EXTRACTED RECORDS:
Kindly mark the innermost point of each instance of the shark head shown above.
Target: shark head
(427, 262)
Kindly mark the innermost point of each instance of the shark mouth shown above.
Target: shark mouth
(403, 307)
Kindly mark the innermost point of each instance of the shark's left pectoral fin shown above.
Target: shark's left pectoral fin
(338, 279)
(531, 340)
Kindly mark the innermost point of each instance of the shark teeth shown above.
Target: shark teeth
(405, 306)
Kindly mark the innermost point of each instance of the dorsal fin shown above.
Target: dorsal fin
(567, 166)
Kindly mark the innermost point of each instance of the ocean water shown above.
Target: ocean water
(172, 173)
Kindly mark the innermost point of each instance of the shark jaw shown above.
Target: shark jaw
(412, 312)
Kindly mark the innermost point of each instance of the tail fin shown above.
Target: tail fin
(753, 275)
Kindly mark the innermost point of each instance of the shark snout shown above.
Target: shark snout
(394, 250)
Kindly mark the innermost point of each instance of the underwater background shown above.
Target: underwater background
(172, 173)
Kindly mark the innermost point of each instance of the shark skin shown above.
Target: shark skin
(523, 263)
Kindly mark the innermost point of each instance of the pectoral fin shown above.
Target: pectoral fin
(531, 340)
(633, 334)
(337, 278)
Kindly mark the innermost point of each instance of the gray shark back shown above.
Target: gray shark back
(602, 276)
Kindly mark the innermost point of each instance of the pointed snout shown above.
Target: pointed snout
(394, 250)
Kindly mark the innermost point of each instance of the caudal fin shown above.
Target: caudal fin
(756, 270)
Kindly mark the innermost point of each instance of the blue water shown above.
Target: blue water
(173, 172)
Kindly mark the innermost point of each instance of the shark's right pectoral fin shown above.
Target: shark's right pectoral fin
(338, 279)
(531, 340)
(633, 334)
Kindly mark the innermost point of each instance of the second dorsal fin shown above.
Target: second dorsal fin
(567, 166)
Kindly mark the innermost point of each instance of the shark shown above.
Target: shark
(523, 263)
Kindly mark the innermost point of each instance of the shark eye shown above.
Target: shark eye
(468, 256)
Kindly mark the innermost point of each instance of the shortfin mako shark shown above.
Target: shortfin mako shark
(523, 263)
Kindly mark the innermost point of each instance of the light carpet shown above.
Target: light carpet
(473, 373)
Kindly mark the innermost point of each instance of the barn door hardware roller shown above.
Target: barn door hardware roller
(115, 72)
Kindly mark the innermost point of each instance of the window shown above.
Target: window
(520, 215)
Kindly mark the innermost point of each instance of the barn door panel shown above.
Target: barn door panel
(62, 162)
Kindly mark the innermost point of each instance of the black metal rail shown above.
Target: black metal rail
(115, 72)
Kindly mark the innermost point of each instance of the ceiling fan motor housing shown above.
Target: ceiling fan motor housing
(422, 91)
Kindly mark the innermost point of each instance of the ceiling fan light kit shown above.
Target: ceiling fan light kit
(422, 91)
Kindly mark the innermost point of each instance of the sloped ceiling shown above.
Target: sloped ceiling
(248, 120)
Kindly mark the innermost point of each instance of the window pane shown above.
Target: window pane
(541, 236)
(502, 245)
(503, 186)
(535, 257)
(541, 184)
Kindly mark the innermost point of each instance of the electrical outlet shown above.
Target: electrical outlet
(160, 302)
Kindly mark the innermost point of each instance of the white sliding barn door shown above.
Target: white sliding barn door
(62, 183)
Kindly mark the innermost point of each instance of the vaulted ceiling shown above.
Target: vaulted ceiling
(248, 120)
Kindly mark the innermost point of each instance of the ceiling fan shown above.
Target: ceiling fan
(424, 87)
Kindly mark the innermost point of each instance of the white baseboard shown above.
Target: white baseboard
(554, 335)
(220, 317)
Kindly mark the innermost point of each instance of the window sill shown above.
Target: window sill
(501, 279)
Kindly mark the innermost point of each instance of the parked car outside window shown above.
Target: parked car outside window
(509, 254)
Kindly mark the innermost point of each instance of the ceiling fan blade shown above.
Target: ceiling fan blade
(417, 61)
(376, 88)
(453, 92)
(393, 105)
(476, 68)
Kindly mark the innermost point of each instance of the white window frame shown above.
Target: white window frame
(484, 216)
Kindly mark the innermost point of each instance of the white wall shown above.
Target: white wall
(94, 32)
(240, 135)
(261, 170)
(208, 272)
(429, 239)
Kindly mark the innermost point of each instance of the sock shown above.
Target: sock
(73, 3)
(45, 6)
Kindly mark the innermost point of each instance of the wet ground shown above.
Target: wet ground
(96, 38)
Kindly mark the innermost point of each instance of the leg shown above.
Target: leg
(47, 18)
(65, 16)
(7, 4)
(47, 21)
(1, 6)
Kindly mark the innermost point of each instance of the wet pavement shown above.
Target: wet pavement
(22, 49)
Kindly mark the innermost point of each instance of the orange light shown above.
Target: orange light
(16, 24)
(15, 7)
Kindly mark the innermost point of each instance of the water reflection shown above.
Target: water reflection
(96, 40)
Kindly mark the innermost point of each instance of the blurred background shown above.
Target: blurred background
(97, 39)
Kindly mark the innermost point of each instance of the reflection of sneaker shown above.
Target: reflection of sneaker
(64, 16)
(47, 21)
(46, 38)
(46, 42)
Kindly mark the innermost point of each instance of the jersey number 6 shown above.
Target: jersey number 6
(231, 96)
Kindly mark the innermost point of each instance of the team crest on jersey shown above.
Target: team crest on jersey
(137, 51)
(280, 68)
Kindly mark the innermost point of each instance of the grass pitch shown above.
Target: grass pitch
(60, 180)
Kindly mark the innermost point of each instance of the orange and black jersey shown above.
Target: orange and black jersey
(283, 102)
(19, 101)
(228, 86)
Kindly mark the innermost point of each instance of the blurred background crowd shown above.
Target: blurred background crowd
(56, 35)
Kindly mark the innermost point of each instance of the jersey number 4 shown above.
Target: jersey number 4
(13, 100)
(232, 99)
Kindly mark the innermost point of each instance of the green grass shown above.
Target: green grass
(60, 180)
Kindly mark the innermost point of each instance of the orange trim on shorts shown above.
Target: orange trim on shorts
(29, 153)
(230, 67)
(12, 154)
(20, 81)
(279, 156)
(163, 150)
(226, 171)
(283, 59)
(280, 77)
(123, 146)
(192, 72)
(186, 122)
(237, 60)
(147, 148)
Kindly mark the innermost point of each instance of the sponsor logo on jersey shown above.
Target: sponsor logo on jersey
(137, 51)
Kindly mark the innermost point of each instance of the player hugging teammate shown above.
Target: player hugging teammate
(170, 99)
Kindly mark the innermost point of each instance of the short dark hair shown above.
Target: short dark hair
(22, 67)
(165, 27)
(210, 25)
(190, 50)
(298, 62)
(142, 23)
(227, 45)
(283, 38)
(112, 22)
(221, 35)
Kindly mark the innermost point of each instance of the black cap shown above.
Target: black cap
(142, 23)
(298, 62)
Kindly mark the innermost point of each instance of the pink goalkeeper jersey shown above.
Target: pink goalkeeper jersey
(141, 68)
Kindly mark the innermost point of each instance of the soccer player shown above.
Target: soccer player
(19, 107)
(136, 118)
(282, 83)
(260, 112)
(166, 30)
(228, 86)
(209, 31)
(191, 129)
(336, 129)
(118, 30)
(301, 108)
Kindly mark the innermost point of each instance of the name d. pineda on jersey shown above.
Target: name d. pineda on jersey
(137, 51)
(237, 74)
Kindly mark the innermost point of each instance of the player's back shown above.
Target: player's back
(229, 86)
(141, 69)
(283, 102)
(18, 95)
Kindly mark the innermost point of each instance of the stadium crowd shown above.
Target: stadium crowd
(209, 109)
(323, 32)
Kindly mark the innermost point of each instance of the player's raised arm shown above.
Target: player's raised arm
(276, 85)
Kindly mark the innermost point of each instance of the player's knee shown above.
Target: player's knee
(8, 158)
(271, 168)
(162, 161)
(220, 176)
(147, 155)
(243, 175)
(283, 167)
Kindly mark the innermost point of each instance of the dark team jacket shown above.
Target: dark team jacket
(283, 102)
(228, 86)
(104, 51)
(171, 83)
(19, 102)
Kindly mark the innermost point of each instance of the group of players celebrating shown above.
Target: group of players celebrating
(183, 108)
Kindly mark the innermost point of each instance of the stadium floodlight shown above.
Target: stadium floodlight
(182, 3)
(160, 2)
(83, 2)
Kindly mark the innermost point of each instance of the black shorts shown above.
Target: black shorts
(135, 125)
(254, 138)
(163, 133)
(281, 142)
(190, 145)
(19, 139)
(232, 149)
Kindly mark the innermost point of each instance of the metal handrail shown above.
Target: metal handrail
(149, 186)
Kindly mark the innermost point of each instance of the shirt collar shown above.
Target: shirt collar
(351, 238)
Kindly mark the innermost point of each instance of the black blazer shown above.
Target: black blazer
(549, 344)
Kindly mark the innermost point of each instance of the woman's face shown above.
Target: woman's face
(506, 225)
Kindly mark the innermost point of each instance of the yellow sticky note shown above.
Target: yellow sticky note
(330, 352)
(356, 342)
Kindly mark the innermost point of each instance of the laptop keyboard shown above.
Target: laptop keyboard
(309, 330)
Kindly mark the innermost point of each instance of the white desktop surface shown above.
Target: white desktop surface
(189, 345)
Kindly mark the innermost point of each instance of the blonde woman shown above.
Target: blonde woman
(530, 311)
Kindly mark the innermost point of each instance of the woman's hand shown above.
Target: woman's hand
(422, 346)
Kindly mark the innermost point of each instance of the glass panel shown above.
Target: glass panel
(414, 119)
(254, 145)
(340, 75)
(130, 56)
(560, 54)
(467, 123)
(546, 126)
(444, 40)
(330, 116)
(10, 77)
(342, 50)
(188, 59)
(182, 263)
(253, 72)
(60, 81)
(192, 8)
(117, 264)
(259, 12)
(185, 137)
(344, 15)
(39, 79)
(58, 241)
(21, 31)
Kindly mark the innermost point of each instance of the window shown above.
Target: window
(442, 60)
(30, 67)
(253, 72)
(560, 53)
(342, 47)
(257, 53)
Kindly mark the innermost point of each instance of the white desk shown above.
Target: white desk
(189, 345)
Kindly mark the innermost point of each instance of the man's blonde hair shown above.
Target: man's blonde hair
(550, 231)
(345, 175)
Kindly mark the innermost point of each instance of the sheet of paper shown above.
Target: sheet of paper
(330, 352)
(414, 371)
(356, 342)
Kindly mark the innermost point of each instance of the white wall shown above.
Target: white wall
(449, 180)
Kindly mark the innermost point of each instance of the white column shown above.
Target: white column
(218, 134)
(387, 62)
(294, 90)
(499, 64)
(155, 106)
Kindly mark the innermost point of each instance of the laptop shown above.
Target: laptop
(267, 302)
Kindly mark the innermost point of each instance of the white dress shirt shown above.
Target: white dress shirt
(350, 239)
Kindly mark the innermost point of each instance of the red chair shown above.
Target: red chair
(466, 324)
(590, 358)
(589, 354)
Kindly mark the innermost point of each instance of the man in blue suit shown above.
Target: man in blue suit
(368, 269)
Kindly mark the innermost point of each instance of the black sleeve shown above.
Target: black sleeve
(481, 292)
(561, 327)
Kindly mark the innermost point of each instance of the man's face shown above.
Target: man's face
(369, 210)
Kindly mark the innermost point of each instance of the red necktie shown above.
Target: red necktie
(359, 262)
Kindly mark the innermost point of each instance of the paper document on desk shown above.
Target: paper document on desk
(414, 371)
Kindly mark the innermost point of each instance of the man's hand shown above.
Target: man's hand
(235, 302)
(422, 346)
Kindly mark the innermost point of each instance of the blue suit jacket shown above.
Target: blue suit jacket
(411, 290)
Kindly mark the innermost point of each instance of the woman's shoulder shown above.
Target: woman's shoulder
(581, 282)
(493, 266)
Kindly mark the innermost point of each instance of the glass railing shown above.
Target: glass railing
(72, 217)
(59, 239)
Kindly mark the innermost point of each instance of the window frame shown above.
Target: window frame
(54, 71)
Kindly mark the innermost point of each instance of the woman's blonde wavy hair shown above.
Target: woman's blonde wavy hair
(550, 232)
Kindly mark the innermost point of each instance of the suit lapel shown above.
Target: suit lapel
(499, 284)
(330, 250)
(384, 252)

EXERCISE PROMPT: In the listing above, locate the line containing "Target: white baseboard" and the line containing "Kindly mark the innermost point of each instance of the parked". Transcribe those two lines and everything between them, exactly as written.

TASK ANSWER:
Target: white baseboard
(554, 335)
(220, 317)
Kindly mark the innermost point of each instance of the window sill shown above.
Target: window sill
(501, 279)
Kindly mark the innermost point of each instance of the parked car outside window shown above.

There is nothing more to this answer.